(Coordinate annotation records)
.....

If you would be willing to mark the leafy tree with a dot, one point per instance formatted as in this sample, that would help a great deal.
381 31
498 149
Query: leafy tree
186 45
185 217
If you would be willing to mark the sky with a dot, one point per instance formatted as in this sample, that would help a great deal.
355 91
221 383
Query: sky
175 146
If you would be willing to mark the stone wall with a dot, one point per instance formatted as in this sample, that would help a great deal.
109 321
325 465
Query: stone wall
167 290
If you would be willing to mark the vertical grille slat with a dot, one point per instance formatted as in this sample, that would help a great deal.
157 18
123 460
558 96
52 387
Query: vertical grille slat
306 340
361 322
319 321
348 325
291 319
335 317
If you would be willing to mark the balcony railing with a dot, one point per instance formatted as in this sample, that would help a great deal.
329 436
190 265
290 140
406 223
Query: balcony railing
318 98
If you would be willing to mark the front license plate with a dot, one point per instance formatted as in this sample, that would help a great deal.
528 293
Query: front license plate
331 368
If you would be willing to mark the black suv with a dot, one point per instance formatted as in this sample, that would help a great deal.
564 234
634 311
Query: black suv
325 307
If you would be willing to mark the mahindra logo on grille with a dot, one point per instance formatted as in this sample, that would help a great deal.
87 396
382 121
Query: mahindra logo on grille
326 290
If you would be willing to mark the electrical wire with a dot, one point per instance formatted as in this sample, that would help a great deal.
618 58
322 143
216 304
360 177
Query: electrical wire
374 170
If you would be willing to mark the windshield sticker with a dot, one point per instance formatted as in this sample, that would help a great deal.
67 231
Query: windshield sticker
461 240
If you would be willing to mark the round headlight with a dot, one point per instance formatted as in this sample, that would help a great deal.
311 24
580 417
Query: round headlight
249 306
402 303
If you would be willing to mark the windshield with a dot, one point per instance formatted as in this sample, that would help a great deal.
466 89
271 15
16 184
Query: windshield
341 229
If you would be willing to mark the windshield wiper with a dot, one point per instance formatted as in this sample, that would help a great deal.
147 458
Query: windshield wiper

.....

OBJECTIVE →
Rewrite all of the lines above, replacing each "dot" with "marker" and leaving everything else unchanged.

IN RESPONSE →
If you would be willing to mark the leafy tree with a marker, one point per instance formatted as in this sample, that would help a great deal.
381 31
498 149
Query: leafy tree
186 45
185 217
If you would be willing to mark the sky with a marker, one point per instance formatted as in this sample, that would help a great deal.
355 91
221 383
Query: sky
175 146
If you would be willing to mark the stone wall with a marker, one point per instance formatted as in this sample, that would help a great deal.
109 321
325 465
Query: stone wall
167 290
If you would be willing to mark the vertical grille slat with a marker, one point per instance formatted as in this sample, that would help a great deal.
157 18
123 460
558 96
52 387
Query: vertical grille slat
306 340
361 322
319 321
348 325
291 319
335 317
If you would be willing to mark the balcony railing with a marker, one point per instance formatted as in this sample, that would help a great deal.
329 436
190 265
290 140
406 223
Query: balcony railing
318 98
If you would be willing to mark the front license plate with a marker, one point per instance formatted as in this sample, that would help a great deal.
528 293
Query: front license plate
331 368
If you would be willing to mark the black suv with a marker, one point per instance formatted as in this sample, that would help a great deal.
564 234
634 311
Query: black suv
325 307
If you would be willing to mark the mahindra logo on grille with a marker, one point per instance formatted as in this sample, that would help a great deal.
87 396
382 121
Query: mahindra logo on grille
326 290
If you would be willing to mark the electrical wire with a marker, one point per instance formatted as in this sample, that would help a great deal.
618 58
322 143
216 304
360 177
Query: electrical wire
374 170
If you would be willing to mark the windshield sticker with a marker, one point per instance formatted as in this sample, that would help a great deal.
67 231
Query: windshield sticker
461 240
If you would be willing to mark the round headlight with a marker, one point per instance formatted as in this sample, that would help a great deal.
311 24
580 417
Query: round headlight
249 306
402 303
If you would be willing to mark the windshield with a marker, one point per instance formatted as in this sample, that would help a great deal.
466 89
271 15
16 184
Query: windshield
341 229
If you would be willing to mark the windshield wiper with a marker, one point per instance formatted as in this sample, that would help a great deal.
147 458
Query: windshield wiper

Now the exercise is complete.